# Stated goal
Copy the material from the line with "Exercise. Point to the white linen" through the end, swapping "white linen shirt" for "blue denim jacket" and leaving everything else unchanged.

# Extracted entries
* Begin *

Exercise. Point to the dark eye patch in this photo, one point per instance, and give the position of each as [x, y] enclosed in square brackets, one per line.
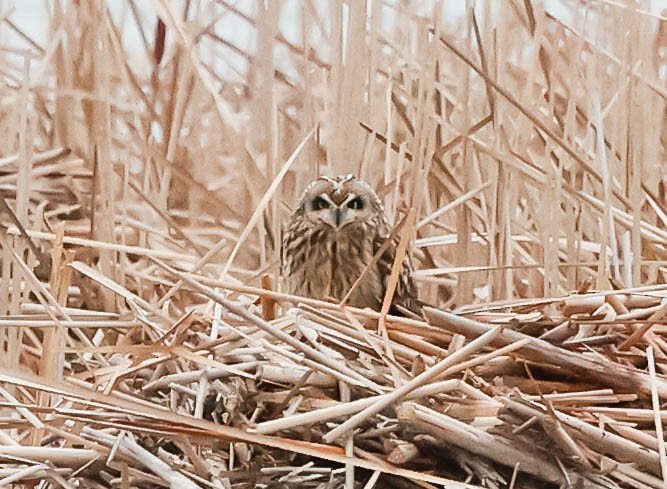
[319, 203]
[356, 203]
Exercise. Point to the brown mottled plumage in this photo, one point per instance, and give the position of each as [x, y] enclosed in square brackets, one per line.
[333, 234]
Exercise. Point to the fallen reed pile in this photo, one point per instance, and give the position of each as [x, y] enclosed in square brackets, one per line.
[150, 154]
[561, 391]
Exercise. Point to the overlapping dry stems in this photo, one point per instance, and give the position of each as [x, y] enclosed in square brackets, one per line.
[151, 152]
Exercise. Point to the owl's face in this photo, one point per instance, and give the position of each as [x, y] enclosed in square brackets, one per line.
[339, 201]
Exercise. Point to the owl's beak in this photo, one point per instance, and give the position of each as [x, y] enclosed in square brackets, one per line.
[337, 217]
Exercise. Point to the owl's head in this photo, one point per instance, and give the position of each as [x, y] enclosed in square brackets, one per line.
[339, 201]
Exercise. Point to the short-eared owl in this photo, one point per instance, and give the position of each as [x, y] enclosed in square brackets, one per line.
[332, 236]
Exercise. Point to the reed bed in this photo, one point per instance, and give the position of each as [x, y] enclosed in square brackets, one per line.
[151, 153]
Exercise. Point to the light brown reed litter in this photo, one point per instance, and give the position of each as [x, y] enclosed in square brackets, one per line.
[144, 186]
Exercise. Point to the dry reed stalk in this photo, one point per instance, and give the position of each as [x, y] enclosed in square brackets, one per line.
[151, 152]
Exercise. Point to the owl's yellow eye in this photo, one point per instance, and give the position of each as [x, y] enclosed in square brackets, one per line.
[319, 203]
[356, 203]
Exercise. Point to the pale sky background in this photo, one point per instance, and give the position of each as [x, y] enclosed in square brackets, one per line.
[31, 15]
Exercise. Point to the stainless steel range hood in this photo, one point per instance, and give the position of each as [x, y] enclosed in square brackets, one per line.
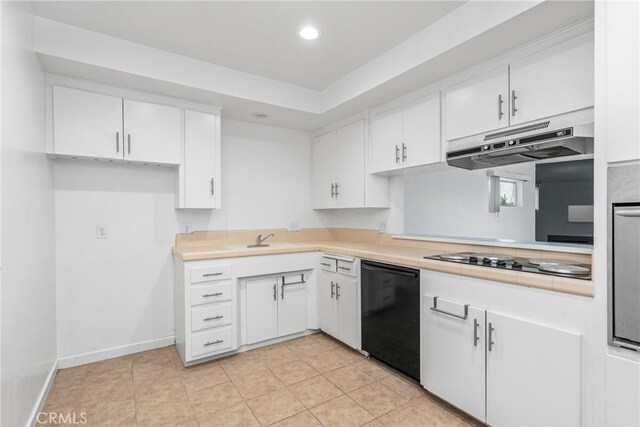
[529, 143]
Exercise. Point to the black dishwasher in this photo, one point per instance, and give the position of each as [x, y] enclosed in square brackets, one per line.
[391, 315]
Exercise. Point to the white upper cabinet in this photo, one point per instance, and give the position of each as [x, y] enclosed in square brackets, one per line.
[338, 174]
[386, 142]
[201, 161]
[555, 81]
[87, 124]
[421, 132]
[407, 137]
[349, 160]
[622, 82]
[323, 176]
[153, 132]
[478, 105]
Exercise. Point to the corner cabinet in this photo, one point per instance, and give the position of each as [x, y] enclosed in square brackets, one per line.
[554, 81]
[338, 171]
[407, 137]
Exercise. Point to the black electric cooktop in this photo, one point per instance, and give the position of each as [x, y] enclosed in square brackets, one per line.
[548, 266]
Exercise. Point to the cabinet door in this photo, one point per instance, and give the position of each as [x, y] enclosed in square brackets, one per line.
[200, 162]
[386, 141]
[453, 354]
[533, 373]
[87, 124]
[152, 132]
[555, 81]
[349, 160]
[622, 83]
[348, 319]
[327, 308]
[261, 310]
[421, 132]
[477, 106]
[292, 309]
[323, 171]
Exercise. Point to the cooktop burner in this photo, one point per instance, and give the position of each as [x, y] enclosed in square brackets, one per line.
[554, 267]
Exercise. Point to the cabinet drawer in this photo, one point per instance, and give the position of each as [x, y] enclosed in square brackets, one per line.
[210, 293]
[206, 274]
[329, 264]
[215, 341]
[209, 317]
[347, 268]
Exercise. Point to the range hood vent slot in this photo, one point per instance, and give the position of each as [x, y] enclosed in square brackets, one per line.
[516, 131]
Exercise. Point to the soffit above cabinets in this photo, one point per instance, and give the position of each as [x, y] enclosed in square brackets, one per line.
[451, 40]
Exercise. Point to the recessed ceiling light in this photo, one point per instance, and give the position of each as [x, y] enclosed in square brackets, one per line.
[309, 32]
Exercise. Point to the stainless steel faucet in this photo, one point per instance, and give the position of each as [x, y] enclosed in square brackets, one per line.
[259, 241]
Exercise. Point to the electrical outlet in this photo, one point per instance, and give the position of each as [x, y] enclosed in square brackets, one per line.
[101, 232]
[294, 226]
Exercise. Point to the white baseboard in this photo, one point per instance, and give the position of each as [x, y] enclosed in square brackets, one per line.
[95, 356]
[44, 393]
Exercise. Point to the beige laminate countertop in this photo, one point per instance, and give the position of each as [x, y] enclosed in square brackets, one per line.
[394, 254]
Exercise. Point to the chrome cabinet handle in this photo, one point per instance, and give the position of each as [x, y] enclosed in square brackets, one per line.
[476, 338]
[435, 308]
[491, 329]
[628, 213]
[217, 294]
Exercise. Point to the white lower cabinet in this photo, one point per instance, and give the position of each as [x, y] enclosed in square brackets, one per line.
[454, 354]
[338, 303]
[530, 371]
[533, 373]
[274, 307]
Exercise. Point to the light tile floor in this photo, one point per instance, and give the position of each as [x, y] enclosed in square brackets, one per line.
[310, 381]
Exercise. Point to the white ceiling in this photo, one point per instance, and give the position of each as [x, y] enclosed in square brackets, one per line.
[260, 37]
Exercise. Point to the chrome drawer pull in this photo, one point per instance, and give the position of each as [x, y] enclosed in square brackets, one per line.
[435, 308]
[217, 294]
[476, 338]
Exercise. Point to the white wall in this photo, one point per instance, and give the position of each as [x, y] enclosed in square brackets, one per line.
[118, 292]
[455, 202]
[28, 267]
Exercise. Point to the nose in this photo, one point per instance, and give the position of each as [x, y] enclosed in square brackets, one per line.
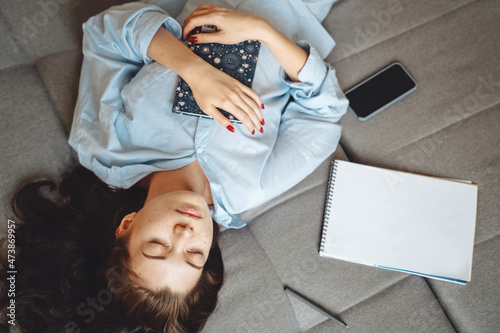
[183, 229]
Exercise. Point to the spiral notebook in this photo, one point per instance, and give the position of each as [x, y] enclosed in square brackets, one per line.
[400, 221]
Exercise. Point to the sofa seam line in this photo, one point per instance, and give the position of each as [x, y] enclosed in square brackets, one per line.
[403, 32]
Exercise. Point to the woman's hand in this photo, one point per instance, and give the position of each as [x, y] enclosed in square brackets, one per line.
[233, 27]
[214, 89]
[211, 87]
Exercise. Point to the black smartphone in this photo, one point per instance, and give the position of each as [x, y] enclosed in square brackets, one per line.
[380, 90]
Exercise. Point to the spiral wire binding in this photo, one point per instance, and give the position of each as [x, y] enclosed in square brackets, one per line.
[328, 204]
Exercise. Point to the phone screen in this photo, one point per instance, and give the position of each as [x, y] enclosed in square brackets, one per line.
[380, 90]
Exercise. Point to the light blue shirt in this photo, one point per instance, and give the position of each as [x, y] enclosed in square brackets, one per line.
[124, 129]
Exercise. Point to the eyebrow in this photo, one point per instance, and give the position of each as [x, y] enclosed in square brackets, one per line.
[163, 258]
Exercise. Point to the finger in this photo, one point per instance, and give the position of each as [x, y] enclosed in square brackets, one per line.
[219, 117]
[242, 116]
[255, 101]
[252, 111]
[241, 110]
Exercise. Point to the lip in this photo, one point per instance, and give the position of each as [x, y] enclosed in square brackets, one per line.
[189, 211]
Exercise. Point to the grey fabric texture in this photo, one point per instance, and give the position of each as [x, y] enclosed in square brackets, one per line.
[474, 308]
[407, 306]
[455, 63]
[468, 149]
[449, 128]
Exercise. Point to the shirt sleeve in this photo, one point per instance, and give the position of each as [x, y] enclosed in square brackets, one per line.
[309, 131]
[115, 44]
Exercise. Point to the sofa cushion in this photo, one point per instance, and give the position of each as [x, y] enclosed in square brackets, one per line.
[470, 150]
[360, 24]
[60, 73]
[32, 136]
[252, 298]
[474, 308]
[290, 235]
[48, 26]
[454, 60]
[407, 306]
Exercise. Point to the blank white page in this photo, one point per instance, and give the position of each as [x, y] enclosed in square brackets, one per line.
[403, 221]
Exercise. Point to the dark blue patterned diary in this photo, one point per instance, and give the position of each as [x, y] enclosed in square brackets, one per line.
[237, 60]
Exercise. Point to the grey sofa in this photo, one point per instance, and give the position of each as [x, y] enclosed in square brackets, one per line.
[449, 127]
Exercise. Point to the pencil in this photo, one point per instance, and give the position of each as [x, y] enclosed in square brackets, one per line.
[314, 306]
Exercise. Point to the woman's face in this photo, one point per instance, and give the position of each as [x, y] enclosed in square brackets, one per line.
[170, 239]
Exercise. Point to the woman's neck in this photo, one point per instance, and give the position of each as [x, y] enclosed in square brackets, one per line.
[188, 178]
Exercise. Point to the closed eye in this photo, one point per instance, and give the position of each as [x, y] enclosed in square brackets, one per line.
[159, 242]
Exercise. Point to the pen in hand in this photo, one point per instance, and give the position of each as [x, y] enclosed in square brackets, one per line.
[314, 306]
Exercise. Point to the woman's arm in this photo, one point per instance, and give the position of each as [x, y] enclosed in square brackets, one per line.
[235, 27]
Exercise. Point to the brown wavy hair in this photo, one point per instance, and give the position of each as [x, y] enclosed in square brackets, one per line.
[72, 274]
[164, 310]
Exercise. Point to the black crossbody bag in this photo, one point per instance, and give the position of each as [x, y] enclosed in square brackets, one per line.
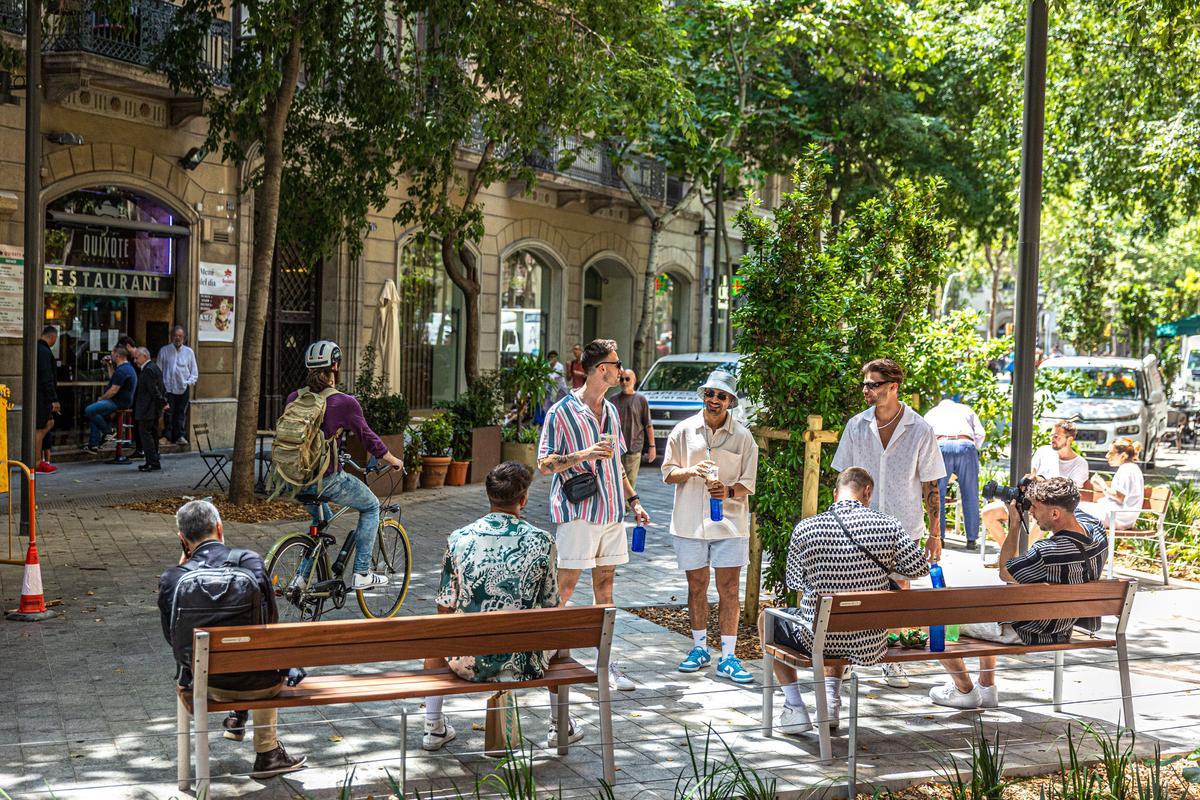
[887, 572]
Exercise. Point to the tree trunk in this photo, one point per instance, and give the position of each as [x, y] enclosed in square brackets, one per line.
[649, 283]
[267, 216]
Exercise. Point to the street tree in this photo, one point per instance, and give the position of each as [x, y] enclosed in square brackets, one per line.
[313, 112]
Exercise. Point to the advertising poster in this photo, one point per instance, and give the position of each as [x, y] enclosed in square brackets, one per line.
[219, 292]
[12, 287]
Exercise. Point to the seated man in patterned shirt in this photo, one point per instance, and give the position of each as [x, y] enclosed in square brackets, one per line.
[497, 563]
[1073, 553]
[846, 548]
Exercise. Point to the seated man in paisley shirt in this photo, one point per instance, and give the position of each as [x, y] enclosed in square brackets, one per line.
[497, 563]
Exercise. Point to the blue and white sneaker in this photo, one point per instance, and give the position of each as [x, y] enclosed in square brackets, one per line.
[731, 667]
[696, 660]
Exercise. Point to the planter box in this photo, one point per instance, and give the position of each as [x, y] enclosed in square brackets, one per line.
[521, 453]
[381, 485]
[485, 452]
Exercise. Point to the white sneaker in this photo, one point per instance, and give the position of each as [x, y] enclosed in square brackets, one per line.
[619, 679]
[437, 734]
[895, 675]
[369, 581]
[795, 721]
[948, 695]
[573, 734]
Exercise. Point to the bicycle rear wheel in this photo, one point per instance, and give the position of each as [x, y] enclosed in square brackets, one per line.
[391, 557]
[293, 571]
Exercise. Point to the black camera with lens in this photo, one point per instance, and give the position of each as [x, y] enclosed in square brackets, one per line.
[994, 491]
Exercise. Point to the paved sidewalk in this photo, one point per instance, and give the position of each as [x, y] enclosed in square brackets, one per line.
[89, 709]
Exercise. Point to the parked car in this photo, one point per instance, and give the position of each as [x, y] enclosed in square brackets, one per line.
[670, 388]
[1109, 398]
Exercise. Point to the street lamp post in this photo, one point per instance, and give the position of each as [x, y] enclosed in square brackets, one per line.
[33, 238]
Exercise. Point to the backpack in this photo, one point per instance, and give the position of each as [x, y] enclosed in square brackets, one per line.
[213, 596]
[301, 453]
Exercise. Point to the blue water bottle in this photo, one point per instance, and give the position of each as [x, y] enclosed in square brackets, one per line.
[937, 632]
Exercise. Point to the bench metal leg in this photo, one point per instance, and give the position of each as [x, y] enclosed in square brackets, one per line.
[1057, 681]
[1131, 722]
[564, 720]
[184, 753]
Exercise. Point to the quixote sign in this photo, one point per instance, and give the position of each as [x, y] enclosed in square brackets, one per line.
[117, 283]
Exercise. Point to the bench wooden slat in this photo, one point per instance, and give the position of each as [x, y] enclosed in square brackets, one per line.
[335, 690]
[965, 648]
[354, 653]
[401, 629]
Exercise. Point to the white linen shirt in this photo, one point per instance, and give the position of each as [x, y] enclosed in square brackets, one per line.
[736, 455]
[179, 370]
[951, 419]
[911, 458]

* End *

# Output for this exercise
Exercise. Point to the blue denim jacket in this photo, one point per instance, and give the position of each as [x, y] enclosed in square brackets, one per line.
[736, 455]
[179, 370]
[951, 419]
[911, 458]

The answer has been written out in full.